▶ **What the task requires**
Each record is to be copied exactly, with its pictures left behind.

▶ **Extracted records**
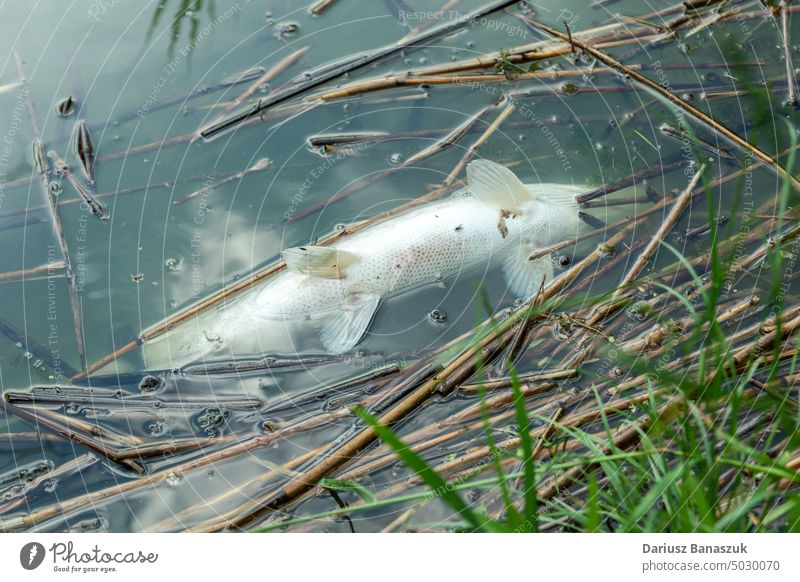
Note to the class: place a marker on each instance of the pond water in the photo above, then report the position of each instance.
(145, 76)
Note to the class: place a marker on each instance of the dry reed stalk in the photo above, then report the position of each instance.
(680, 104)
(75, 306)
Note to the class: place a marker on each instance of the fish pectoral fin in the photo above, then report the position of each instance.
(344, 328)
(497, 186)
(314, 261)
(524, 277)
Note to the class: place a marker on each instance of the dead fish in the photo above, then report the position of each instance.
(335, 139)
(339, 287)
(704, 144)
(65, 107)
(85, 149)
(248, 75)
(39, 158)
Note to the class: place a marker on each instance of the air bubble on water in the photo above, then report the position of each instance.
(156, 429)
(437, 316)
(173, 479)
(173, 264)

▶ **Response**
Note to the class: place a marker on each instance of the pond water in the photo above, then report the position of each instance.
(145, 76)
Note to the class: place a marker on each instance of the dry reed stalk in the photo above, then report the position of each instance.
(680, 104)
(75, 306)
Note to the class: place a marker on each instance of the fish pectoral fin in the photo above, then report the position of each instance.
(344, 328)
(497, 186)
(314, 261)
(524, 277)
Note to the class: place a marker on each instance of the dead fish in the photo above, then report the position of each instance.
(335, 139)
(339, 287)
(704, 144)
(65, 107)
(85, 149)
(248, 75)
(39, 158)
Note to the class: place a marker on each instance of the air bubble on water in the photo above, then report the position of each instance.
(156, 429)
(437, 316)
(173, 479)
(173, 264)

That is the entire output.